In Paleomythic, that’s not a metaphor I’m imposing after the fact. That’s simply what happened to two of my characters. Theia is the mantle. She took that role for herself early in the book, when she and Earth were still working out what their marriage would look like. She left to Earth the crucial, delicate surface area, filled with water and soil and atmosphere, and she went down into the depths and took charge of the parts of the planet that move and shift and occasionally explode. And Pan-Thalassa — who later becomes Pacifica, once there are enough other oceans for calling himself the All-Ocean to feel presumptuous — is the water that pressed down on that mantle rock for hundreds of millions of years, changing it.

So the rock that lives in the inner pocket of my purse now, right next to my passport, is quite literally a piece of Theia that Pacifica got his hands on. It’s evidence. It’s the kind of thing my characters would leave behind if they were real. Which, to a novelist ears-deep in the mineralogy of her own invented pantheon, they are.

I’ve had this feeling more than once while working on this book: characters walking out of the page and turning up in the physical, tangible world. It’s a strange kind of research. I watch a news video about forest fires in the American West Coast and think, “Huh. Wonder what North America thinks about that.” I can’t look at the geography of the world anymore without seeing living, feeling characters whom I know well… the roommates I’ve lived with for the last year.

Most novelists doing historical fiction can go visit the building where the events happened, or read letters written by the people they’re writing about. I get to look up a rock shop and order a 2”×3” chunk of my protagonist. There’s something almost embarrassingly literal about it, but it still feels right — because the entire premise of Paleomythic is that the geological history of the solar system is a story, with characters and relationships and consequences, and that the science — taken seriously and followed all the way down — is stranger and more emotionally comprehensible than anything I could have invented from nothing.

Every rock is a plot point. This one just happens to fit in my hand.

Stored data:

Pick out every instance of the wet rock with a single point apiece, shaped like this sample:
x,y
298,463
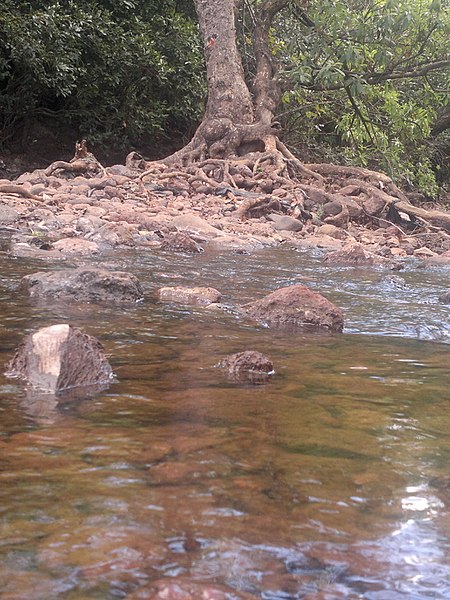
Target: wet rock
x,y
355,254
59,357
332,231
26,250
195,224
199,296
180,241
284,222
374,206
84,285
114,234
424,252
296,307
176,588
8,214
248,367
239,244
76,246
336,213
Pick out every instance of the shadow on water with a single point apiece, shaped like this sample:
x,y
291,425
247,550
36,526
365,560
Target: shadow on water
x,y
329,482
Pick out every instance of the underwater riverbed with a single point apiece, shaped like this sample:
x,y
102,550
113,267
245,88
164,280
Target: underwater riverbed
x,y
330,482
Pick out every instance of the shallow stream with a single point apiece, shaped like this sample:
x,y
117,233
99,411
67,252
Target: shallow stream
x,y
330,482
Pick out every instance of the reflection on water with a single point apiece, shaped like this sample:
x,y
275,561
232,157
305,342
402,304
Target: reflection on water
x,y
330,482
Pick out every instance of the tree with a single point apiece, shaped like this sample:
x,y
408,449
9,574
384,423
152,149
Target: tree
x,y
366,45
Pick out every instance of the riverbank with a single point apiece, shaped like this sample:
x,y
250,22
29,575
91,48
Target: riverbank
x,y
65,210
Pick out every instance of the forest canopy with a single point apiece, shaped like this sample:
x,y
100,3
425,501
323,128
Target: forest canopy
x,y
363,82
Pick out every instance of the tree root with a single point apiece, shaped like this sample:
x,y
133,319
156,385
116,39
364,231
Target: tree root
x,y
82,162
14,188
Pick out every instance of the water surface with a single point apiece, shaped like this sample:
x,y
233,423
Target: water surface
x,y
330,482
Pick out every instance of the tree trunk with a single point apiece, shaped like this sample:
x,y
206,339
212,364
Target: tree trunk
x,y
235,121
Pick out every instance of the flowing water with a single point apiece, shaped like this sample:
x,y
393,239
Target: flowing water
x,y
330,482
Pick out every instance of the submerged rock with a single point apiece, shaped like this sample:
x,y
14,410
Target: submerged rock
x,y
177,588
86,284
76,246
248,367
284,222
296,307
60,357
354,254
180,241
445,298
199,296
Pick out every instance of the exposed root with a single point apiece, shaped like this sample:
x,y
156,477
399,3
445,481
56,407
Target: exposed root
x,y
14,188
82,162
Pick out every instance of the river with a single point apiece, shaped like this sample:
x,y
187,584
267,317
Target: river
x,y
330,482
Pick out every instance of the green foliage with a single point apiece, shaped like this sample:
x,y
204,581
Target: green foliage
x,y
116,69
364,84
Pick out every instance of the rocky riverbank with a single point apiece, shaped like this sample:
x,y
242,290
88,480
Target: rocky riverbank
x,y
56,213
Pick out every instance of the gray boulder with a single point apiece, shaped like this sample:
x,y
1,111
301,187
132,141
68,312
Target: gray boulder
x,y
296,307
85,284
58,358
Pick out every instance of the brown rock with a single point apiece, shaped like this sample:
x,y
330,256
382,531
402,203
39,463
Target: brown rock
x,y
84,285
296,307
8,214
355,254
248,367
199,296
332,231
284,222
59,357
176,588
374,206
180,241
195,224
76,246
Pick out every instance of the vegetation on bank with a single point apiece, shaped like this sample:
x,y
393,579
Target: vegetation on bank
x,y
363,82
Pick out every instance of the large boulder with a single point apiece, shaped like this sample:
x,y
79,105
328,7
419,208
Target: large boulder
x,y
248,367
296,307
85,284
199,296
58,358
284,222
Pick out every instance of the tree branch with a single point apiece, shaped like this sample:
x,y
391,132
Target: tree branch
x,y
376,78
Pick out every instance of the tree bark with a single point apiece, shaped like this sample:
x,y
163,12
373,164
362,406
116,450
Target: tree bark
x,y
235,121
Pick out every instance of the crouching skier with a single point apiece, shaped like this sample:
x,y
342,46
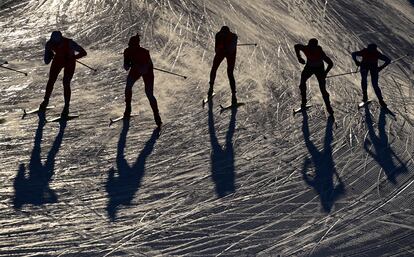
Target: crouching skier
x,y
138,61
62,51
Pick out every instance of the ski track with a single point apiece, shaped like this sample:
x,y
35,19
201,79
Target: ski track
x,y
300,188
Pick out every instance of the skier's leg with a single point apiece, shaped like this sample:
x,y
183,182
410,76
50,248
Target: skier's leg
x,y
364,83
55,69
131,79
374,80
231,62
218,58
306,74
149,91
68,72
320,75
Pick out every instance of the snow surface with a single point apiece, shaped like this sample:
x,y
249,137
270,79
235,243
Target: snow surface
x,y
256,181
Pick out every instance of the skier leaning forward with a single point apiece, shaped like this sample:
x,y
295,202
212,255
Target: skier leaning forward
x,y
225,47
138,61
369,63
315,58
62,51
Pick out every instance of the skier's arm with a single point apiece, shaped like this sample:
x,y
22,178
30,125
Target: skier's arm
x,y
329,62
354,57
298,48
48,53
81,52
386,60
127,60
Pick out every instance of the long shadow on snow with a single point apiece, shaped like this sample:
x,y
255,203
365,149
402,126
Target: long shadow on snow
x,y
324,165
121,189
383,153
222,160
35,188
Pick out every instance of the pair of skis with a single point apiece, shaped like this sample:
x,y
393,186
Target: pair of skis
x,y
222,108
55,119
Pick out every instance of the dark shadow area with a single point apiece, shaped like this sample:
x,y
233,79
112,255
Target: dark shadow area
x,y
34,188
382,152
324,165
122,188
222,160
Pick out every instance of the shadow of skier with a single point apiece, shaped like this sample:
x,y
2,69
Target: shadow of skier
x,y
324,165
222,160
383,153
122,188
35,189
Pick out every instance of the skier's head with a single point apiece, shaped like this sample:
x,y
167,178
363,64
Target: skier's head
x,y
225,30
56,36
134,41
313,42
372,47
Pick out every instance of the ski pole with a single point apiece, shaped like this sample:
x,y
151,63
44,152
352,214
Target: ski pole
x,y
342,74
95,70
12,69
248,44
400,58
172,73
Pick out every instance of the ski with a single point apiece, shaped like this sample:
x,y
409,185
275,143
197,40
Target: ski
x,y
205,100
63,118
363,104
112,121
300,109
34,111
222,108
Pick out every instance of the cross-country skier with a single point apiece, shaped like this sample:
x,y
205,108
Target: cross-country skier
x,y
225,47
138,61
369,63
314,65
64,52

--

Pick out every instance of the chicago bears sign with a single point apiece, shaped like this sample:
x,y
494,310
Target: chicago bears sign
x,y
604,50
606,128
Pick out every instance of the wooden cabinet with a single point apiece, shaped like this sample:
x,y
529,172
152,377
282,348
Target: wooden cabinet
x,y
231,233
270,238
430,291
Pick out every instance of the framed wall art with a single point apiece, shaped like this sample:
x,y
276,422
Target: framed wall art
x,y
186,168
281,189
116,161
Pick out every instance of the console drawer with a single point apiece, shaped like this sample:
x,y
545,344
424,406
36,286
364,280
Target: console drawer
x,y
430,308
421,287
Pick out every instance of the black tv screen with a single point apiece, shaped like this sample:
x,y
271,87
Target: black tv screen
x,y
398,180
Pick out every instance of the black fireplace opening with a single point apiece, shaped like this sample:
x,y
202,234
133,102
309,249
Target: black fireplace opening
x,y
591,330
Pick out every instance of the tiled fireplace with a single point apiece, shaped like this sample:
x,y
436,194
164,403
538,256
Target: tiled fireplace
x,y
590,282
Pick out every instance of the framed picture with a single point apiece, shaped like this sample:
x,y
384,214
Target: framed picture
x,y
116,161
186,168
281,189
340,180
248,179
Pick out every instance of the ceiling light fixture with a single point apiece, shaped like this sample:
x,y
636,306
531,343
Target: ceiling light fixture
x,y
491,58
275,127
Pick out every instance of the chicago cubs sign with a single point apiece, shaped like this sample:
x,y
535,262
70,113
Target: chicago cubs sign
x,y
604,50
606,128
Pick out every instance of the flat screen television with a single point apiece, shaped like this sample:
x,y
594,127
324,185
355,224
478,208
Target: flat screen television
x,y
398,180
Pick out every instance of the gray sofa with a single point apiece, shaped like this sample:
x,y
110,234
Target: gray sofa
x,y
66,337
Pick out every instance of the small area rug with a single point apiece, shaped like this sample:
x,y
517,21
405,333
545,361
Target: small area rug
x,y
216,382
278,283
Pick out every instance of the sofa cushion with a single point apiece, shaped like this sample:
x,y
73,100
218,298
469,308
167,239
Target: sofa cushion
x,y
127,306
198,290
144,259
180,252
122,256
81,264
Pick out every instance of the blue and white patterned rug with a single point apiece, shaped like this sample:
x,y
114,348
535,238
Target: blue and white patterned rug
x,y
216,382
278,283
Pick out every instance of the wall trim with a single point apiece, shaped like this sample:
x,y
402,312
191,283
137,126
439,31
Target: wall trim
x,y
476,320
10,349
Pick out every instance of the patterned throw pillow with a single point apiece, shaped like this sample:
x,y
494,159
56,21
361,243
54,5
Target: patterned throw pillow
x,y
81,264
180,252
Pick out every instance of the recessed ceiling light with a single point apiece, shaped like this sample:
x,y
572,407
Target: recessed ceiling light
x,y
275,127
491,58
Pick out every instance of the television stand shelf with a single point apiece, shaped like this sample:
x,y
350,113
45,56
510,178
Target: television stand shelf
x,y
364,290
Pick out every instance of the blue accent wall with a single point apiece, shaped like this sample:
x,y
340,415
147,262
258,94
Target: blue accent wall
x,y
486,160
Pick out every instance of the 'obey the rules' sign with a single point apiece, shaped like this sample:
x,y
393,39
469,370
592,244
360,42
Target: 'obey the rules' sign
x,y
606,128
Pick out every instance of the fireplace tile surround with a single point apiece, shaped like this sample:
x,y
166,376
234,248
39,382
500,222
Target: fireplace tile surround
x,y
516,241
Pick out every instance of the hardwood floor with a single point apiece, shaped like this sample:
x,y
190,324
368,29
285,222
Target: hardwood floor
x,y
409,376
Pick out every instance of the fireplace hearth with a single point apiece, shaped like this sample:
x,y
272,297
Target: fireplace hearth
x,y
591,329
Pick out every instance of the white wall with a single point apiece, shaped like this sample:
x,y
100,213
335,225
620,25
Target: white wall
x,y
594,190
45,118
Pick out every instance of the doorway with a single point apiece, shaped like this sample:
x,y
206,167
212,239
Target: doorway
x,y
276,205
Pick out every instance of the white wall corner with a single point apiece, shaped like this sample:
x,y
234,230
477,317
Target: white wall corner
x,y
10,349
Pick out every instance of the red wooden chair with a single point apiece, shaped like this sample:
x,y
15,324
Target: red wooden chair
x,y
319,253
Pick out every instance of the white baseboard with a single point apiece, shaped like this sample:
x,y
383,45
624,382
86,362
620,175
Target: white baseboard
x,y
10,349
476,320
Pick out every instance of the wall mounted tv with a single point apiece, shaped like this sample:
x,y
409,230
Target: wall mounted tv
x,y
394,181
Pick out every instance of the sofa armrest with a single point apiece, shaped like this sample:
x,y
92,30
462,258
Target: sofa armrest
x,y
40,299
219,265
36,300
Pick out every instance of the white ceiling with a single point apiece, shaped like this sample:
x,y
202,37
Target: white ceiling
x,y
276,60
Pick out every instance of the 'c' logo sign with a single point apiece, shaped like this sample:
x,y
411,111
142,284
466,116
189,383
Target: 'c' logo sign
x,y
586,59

* **Exercise tasks**
1. Output, word for word, the part of the Paleomythic essay from "So the rock" up to and including "pantheon, they are.".
2. Go on with the Paleomythic essay from the point where it ends.

* **Numbered answers**
1.
So the rock that lives in the inner pocket of my purse now, right next to my passport, is quite literally a piece of Theia that Pacifica got his hands on. It’s evidence. It’s the kind of thing my characters would leave behind if they were real. Which, to a novelist ears-deep in the mineralogy of her own invented pantheon, they are.

2.
I pull it out when I work, and keep it where I can touch it. Not for luck, exactly — more as a reminder of scale. It took an ocean the better part of a geological era to make this piece of stone what it is. I got to spend a year or so making a book about it. Different timescales, same basic method: patient, incremental transformation, drop by drop and word by word, until there’s something different from anything that was there before.

There’s another meeting like this in my near future. In August, I’m traveling to Mallorca with my family to see the total eclipse, and spending a week at the beach while we’re there. This means I’ll be face to face — or more accurately, I suppose, face to water — with Tethys-Mediterranea for the first time since I started writing this series. She was the very first character I ever wrote in this world… before I knew it was a world, before I knew there’d be a book at all.

She feels like the friend you’ve known since you were in elementary school. I’m looking forward to meeting her again. (It is probably not a coincidence that my actual friend whom I’ve known since elementary school is the author who inspired me to start writing again, when I moved to the Netherlands a couple of years ago. Thanks, Janice.)

The last time I touched the Mediterranean, I was fifteen years old, on a trip to the south of France with my parents, having no idea what she’d eventually become to me. It’s going to feel really interesting, I suspect, to go swimming in her waters. I’ll report back on that trip after it happens. Maybe I’ll get to meet the island of Mallorca as a character, too, even though she’s nowhere in the books that I’ve written yet. We’ll see how it goes.